**What you need to do**
Starting at the line that contains "Indicate every instance of the hazy" and stopping after the last line, set down the listing exactly as it is. Add nothing.

### Extracted information ###

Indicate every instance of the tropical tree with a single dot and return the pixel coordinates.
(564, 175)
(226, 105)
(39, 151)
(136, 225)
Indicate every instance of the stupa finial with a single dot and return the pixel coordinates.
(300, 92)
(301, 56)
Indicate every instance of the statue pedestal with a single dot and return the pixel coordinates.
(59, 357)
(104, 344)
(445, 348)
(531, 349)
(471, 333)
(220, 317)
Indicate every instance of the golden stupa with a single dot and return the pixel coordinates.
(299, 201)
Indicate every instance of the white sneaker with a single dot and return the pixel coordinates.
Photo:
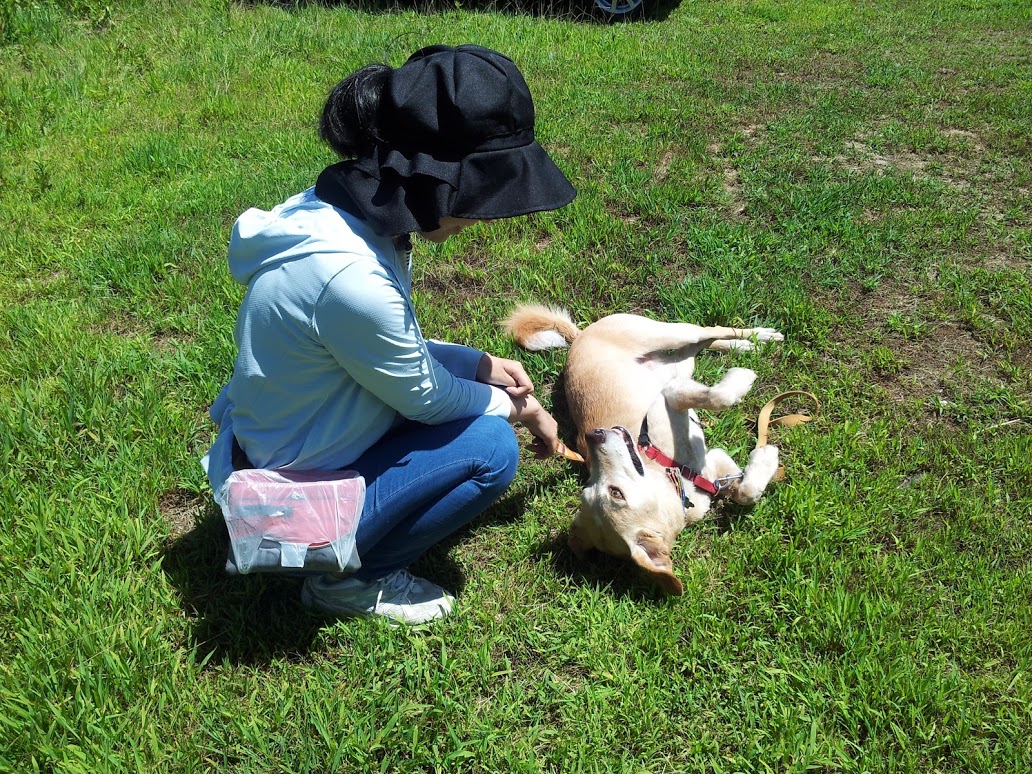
(400, 597)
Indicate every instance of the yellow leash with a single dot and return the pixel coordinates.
(764, 423)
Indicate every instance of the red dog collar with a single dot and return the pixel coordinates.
(692, 477)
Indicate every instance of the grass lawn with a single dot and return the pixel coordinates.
(857, 174)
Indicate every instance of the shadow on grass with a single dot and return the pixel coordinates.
(584, 11)
(256, 618)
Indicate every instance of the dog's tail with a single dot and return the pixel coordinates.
(536, 326)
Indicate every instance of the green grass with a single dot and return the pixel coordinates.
(853, 173)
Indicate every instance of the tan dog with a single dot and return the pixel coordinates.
(631, 395)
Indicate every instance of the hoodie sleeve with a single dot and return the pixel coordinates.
(365, 321)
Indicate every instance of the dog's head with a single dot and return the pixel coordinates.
(629, 507)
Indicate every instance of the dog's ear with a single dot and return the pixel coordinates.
(650, 553)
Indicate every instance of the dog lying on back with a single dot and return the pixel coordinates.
(631, 395)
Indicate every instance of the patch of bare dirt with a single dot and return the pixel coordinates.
(927, 363)
(180, 509)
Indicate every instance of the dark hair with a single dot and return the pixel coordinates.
(350, 120)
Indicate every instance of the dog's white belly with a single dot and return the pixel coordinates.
(678, 434)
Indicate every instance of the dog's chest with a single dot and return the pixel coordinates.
(678, 434)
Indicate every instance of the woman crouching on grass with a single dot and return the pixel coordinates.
(332, 371)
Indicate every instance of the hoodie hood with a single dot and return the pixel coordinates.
(301, 226)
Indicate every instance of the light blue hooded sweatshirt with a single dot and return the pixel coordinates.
(330, 355)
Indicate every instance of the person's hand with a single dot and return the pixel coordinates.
(509, 375)
(530, 414)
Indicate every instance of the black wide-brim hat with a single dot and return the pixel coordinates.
(457, 139)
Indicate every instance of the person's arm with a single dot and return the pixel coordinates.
(365, 322)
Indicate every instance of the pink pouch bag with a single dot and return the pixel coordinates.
(293, 520)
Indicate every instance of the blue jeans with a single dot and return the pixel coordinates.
(423, 482)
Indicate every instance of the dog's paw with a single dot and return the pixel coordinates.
(759, 473)
(768, 334)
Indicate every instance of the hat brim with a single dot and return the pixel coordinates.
(510, 183)
(397, 198)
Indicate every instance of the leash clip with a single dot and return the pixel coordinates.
(723, 483)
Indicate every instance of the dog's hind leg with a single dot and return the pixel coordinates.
(652, 335)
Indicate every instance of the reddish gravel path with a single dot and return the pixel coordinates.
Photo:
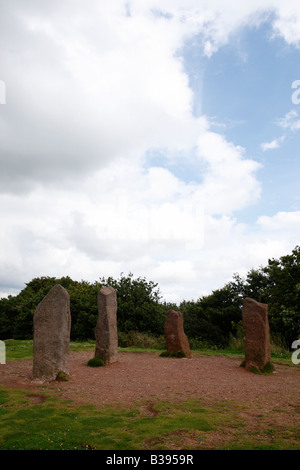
(145, 376)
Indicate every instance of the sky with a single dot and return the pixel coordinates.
(159, 138)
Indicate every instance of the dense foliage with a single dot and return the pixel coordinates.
(211, 319)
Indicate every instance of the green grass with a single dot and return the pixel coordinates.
(41, 420)
(29, 422)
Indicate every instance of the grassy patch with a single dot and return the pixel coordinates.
(31, 422)
(96, 362)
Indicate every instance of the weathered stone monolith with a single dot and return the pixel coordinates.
(51, 337)
(257, 334)
(106, 332)
(176, 339)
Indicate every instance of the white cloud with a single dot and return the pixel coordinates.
(290, 121)
(274, 144)
(89, 90)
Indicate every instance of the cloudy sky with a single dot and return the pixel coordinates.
(158, 137)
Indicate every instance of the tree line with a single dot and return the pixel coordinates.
(212, 319)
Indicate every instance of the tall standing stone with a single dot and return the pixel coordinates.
(176, 339)
(51, 338)
(257, 334)
(106, 333)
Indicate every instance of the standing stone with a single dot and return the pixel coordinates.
(176, 339)
(257, 332)
(51, 338)
(106, 333)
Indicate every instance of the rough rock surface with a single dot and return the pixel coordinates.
(176, 339)
(51, 338)
(257, 332)
(106, 332)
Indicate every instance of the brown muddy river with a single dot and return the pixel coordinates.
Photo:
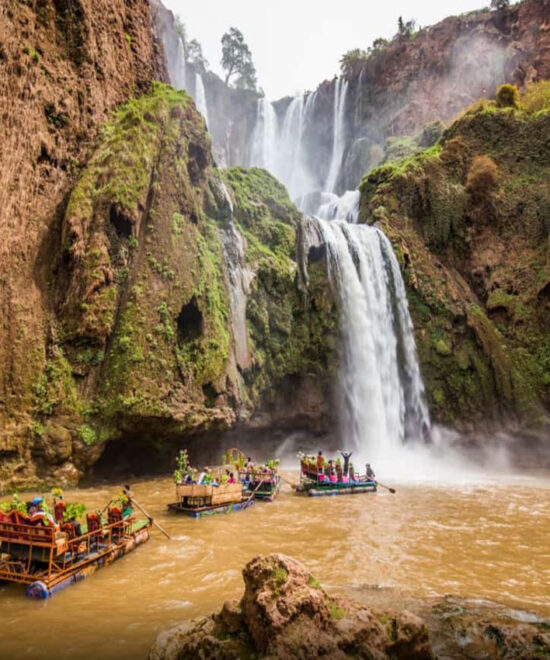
(485, 539)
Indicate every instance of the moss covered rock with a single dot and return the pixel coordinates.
(144, 343)
(475, 261)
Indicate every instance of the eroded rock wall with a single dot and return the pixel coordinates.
(469, 219)
(63, 67)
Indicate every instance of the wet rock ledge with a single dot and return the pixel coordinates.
(284, 613)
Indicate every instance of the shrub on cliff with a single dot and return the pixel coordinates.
(536, 97)
(507, 96)
(483, 176)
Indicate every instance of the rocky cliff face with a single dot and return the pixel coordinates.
(469, 219)
(432, 75)
(172, 303)
(403, 85)
(64, 66)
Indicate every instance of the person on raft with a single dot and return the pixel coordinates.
(346, 455)
(320, 462)
(37, 514)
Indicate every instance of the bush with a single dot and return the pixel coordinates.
(483, 176)
(507, 96)
(536, 96)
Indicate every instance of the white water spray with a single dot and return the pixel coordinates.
(177, 67)
(339, 133)
(200, 97)
(382, 391)
(266, 134)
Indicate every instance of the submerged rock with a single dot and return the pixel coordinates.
(284, 613)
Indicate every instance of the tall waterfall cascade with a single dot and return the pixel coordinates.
(200, 97)
(338, 133)
(382, 394)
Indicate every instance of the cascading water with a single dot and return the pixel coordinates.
(177, 67)
(339, 133)
(340, 208)
(239, 278)
(200, 97)
(280, 149)
(382, 391)
(383, 404)
(266, 133)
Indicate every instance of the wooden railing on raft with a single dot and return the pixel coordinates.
(64, 556)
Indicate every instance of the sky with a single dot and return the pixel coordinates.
(296, 44)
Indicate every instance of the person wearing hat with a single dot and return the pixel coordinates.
(37, 514)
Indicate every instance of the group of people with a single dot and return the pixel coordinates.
(242, 473)
(336, 470)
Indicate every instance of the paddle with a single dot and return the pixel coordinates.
(287, 482)
(254, 491)
(147, 515)
(392, 490)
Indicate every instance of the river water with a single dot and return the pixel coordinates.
(483, 539)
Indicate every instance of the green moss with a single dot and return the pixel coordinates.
(314, 583)
(55, 391)
(336, 612)
(87, 434)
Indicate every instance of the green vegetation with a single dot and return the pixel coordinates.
(467, 219)
(87, 434)
(237, 60)
(336, 612)
(507, 97)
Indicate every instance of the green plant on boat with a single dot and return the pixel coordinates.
(182, 467)
(74, 511)
(273, 464)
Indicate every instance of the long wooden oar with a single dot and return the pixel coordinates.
(392, 490)
(254, 491)
(287, 482)
(148, 515)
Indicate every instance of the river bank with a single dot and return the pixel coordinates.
(482, 539)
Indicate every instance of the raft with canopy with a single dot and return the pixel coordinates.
(50, 553)
(263, 481)
(331, 479)
(206, 494)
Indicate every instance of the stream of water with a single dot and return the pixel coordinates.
(474, 538)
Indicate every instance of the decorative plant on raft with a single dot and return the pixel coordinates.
(273, 465)
(15, 504)
(182, 467)
(74, 511)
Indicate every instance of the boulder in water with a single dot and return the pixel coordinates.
(284, 613)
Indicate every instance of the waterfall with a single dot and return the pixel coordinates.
(280, 149)
(343, 208)
(264, 140)
(176, 66)
(383, 402)
(200, 97)
(239, 278)
(339, 137)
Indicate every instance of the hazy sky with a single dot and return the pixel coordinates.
(296, 44)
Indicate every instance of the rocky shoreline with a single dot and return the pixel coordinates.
(285, 612)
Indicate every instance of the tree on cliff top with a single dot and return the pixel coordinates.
(193, 55)
(237, 60)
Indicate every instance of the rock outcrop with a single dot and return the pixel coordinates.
(284, 613)
(469, 222)
(175, 306)
(64, 67)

###

**Task answer**
Indicate every instance of the hazy sky with a single dot and return the pixel coordinates.
(296, 44)
Indicate every instance of the rocky shoreline with a single dot and return the pixel coordinates.
(285, 612)
Indicate every instance of the tree on cliff top with a single dot and return the pixel coordinates.
(193, 55)
(237, 60)
Indicate every instance of the rock outcrop with a single dot and return the pixel coordinates.
(284, 613)
(469, 222)
(175, 306)
(64, 67)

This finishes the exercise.